> [Text shown]:
=-=-=-=-=
Maireana radiata, commonly known as grey bluebush, is a species of flowering plant in family Amaranthaceae and is endemic to southern continental Australia. It is an erect, grey, densely branched shrub with its branches covered with woolly hairs, mostly unisexual flowers and a glabrous fruiting perianth with a brittle, almost woody tube and a papery wing.

==Description==
Maireana radiata is an erect, grey, densely branched shrub that typically grows to a height of 30 cm and has woolly branches with white hairs at first, later dark brown. Its leaves are arranged alternately, erect, fleshy, narrowly egg-shaped to more or less terete, with a few woolly hairs and 2–4 mm long. The flowers are unisexual, glabrous below and woolly above. The fruiting perianth is glabrous except for the upper densely woolly upper perianth, the tube hemispherical, up to 1 mm high and 1.5 mm in diameter, brittle or almost woody, the wing papery, horizontal and usually up to 4–6 mm in diameter.
=-=-=-=-=
> [Natural-language object grounding records]:
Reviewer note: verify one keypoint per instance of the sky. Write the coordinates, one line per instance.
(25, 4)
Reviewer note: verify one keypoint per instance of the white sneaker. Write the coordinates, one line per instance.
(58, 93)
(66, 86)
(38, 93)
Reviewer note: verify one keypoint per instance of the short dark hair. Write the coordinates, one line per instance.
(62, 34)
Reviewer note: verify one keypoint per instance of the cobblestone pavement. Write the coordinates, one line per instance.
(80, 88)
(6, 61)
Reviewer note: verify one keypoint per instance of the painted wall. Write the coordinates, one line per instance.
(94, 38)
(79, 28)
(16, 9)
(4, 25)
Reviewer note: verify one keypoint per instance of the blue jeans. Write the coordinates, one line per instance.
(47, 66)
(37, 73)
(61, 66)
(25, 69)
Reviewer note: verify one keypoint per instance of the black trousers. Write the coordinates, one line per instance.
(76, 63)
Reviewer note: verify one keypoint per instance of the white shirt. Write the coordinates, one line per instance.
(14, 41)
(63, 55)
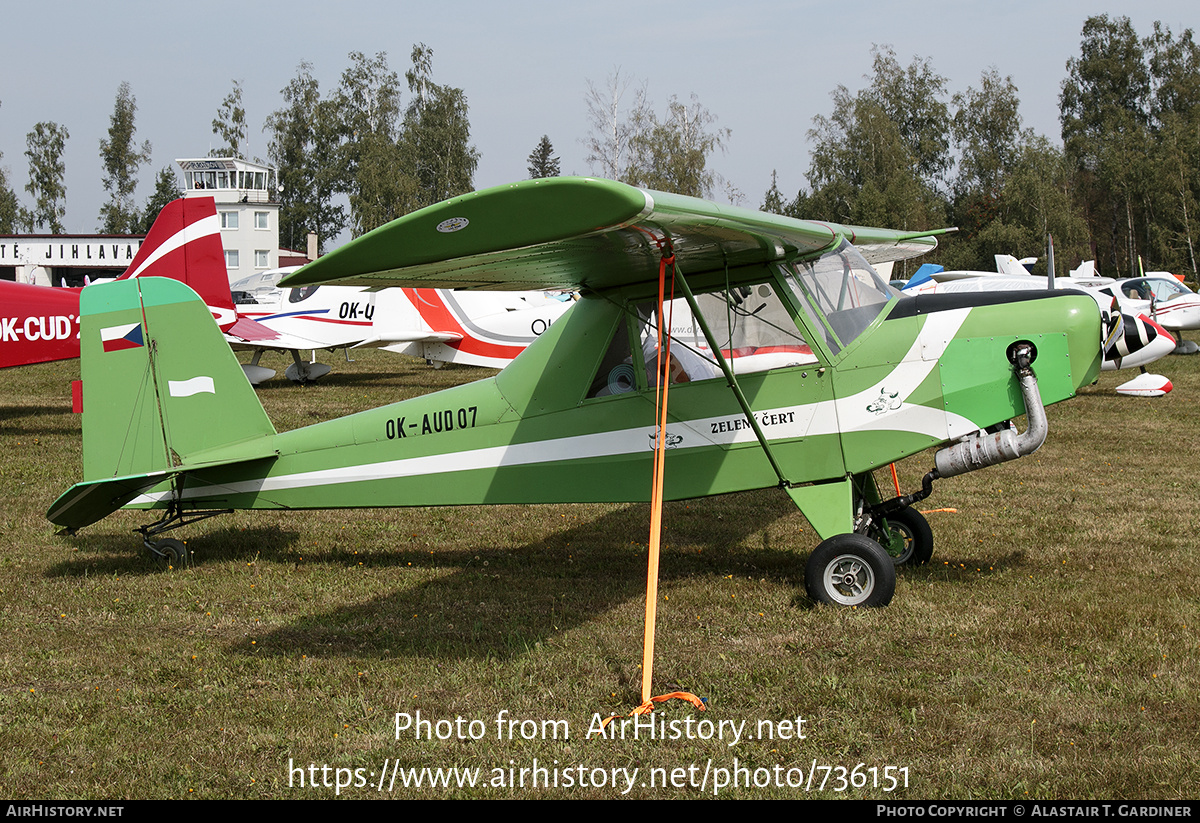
=-=-=-=-=
> [Required work]: Continue the grey bluebush text with the next part after its last sentence.

> [Final answer]:
==Taxonomy and naming==
This species was first formally described in 1965 by Paul Graham Wilson who gave it the name Kochia radiata in the supplement to J.M.Black's Flora of South Australia from a specimen he collected in 1960 on the Eyre Peninsula about 20 km north of Ceduna. In 1984, Wilson transferred the species to Maireana as M. radiata in the journal Nuytsia. The specific epithet, radiata, means 'radiating outwards' and refers to the nerves of the wing of the fruit.

==Distribution and habitat==
Grey bluebush is widespread in drier areas of Australia, growing on slightly saline or alkaline calcareous soils, in the Avon Wheatbelt, Coolgardie, Esperance Plains, Great Victoria Desert, Hampton, Mallee and Nullarbor bioregions of Western Australia, the south of South Australia, the north-west of Victoria and the far south-west of New South Wales.